To do | Everything from the line containing "stairway in this photo, one line per instance." down to the last line of the entries below must be transcribed exactly, and nothing else.

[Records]
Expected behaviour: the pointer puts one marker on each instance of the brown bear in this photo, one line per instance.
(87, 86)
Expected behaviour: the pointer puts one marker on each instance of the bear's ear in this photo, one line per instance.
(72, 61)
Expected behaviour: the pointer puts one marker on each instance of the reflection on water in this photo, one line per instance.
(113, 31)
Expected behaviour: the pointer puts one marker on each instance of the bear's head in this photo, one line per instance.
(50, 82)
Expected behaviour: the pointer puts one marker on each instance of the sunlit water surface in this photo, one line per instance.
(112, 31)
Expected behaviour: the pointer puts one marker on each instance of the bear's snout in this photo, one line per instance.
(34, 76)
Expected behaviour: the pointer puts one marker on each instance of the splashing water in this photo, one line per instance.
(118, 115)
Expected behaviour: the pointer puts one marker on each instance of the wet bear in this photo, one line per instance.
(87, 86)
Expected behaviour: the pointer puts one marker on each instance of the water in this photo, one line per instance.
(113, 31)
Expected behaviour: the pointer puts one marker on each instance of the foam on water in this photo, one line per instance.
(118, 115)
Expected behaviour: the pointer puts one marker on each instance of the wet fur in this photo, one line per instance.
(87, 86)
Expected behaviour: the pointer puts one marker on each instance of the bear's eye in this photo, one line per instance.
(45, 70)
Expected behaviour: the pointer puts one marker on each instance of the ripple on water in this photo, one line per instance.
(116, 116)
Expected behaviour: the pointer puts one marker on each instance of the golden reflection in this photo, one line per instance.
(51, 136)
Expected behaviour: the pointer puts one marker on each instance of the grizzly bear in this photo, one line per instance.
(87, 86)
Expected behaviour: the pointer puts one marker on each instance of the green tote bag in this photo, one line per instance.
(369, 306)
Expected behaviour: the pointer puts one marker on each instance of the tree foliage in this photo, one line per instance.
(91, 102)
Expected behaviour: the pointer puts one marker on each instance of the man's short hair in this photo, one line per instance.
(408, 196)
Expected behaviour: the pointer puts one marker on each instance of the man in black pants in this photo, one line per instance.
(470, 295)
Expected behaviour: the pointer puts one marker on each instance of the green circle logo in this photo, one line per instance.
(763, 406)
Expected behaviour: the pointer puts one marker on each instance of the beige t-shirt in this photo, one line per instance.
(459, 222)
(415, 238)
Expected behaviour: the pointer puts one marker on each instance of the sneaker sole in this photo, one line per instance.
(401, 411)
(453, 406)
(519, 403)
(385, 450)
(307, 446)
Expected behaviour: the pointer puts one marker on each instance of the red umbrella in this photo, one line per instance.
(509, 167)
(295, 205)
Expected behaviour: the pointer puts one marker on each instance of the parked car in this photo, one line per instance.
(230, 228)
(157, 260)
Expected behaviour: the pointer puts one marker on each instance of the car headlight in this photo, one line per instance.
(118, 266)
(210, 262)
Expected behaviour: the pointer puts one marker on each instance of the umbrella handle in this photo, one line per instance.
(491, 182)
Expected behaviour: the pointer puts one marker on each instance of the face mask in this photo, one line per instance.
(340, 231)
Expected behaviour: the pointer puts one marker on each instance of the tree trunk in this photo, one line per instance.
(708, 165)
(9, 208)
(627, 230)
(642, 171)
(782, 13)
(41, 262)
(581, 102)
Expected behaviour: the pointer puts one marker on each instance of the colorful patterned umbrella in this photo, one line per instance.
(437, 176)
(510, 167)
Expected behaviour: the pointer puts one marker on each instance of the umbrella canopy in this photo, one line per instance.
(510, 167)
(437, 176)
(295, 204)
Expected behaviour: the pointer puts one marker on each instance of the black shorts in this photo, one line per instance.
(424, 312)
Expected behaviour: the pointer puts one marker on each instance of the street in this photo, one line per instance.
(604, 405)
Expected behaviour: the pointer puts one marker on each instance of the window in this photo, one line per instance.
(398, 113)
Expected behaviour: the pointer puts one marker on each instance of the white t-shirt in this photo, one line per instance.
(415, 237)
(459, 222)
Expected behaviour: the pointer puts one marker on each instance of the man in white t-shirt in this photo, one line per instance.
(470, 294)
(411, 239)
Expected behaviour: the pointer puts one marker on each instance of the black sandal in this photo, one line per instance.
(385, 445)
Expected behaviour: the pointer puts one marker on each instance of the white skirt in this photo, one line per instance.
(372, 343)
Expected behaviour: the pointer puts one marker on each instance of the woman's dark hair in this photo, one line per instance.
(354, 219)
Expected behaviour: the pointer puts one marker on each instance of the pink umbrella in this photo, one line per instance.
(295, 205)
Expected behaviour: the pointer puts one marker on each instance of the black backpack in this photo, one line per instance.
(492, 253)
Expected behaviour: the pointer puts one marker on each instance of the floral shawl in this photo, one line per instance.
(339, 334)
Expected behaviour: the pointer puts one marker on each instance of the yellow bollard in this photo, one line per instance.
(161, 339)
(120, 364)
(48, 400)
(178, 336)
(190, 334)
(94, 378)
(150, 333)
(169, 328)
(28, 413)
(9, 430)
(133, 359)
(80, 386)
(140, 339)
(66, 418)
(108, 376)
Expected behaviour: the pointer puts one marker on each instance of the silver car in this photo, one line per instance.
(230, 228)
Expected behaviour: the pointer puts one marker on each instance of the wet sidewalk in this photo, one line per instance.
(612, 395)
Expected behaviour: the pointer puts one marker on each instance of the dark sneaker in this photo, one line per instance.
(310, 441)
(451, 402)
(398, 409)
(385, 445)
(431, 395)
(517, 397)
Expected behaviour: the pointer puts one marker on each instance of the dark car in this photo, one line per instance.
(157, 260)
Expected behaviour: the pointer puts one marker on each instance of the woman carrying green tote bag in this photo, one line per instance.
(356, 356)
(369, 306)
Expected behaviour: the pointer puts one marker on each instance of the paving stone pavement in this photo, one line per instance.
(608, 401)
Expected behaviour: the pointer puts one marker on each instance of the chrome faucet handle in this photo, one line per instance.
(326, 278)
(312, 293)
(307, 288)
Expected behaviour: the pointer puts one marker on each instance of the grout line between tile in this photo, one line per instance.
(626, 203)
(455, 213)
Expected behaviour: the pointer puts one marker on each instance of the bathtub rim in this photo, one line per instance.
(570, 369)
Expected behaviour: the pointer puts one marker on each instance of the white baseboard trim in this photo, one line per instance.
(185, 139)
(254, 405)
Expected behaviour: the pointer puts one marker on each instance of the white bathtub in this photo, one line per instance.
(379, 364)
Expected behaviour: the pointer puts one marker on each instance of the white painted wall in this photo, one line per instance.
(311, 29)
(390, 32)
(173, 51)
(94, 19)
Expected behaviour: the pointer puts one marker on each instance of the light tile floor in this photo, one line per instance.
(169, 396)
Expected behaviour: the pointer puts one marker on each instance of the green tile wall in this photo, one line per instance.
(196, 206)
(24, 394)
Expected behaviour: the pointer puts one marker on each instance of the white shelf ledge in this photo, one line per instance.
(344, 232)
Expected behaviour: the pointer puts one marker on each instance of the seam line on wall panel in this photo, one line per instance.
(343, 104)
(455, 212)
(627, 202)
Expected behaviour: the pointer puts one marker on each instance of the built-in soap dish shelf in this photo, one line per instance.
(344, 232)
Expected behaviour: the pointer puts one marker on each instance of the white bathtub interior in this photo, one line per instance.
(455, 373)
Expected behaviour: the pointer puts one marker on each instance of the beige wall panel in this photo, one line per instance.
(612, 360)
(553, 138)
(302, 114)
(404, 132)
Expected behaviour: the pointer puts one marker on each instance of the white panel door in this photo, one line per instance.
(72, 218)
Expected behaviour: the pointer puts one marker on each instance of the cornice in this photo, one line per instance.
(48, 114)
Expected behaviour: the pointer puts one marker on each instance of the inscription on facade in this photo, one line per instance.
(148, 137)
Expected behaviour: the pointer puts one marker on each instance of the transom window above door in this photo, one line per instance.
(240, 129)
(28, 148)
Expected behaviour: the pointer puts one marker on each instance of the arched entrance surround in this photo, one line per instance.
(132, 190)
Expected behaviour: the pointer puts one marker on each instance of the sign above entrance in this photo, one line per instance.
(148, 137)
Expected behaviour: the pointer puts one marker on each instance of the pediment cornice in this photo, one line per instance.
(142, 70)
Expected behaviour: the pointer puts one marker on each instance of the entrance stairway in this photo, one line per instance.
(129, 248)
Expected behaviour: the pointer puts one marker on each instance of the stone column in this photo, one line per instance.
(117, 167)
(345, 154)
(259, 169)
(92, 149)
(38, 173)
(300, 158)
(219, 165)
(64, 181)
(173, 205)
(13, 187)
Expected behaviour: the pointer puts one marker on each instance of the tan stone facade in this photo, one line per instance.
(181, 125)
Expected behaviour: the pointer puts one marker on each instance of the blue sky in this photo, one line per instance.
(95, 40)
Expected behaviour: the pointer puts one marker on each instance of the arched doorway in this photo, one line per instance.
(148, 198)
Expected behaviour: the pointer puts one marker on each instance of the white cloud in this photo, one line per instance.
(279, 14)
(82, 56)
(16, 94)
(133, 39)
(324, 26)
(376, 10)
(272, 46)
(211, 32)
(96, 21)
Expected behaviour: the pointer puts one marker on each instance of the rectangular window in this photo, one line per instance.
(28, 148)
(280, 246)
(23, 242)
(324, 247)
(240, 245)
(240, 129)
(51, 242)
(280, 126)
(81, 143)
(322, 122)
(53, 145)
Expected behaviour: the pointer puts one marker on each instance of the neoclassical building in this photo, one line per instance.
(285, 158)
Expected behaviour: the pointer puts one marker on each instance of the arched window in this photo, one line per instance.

Output of the exercise |
Expected behaviour: the pointer puts one marker on each instance of the entrance stairway in this photo, one line per instance.
(129, 248)
Expected behaviour: the pointer puts one marker on each instance of the stone column in this photo, one line per instance.
(117, 167)
(345, 154)
(259, 169)
(92, 149)
(38, 173)
(300, 158)
(219, 165)
(64, 181)
(173, 205)
(13, 187)
Expected behaviour: the pointer puts one marker on each instance of the tan stone facade in this photo, one line per instance.
(181, 125)
Expected behaviour: the pointer puts one marker on each instance of the blue sky in this photo, one line per instance.
(95, 40)
Expected behaviour: the pointer puts one marker on each instance of the arched doorway in this photo, one line per instance.
(148, 198)
Expected behaviour: the pointer puts one marker on each instance of the white cloud in this photo, one line per instance.
(279, 14)
(82, 56)
(16, 94)
(133, 39)
(324, 26)
(376, 10)
(272, 46)
(211, 32)
(96, 21)
Expected behaviour: the pointer puts one marker on each instance of the rectangular window in this photo, one line per instance.
(28, 148)
(280, 246)
(23, 242)
(324, 247)
(240, 245)
(240, 129)
(51, 242)
(280, 126)
(81, 143)
(322, 122)
(53, 145)
Expected behaviour: the pointer puts one marker on each instance of the neoclassical building in this photo, one line per instance.
(285, 158)
Expected behaviour: the pointer puts one marker on each instance of the arched window in this photo, one line per instance.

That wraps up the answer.